┌──

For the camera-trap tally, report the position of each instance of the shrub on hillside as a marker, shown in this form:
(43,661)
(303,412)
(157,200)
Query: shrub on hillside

└──

**Brief**.
Return every entry exactly as given.

**Task response**.
For the camera-trap tally, report the position of each instance of the shrub on hillside as a marker, shown in this form:
(43,661)
(303,412)
(157,200)
Query: shrub on hillside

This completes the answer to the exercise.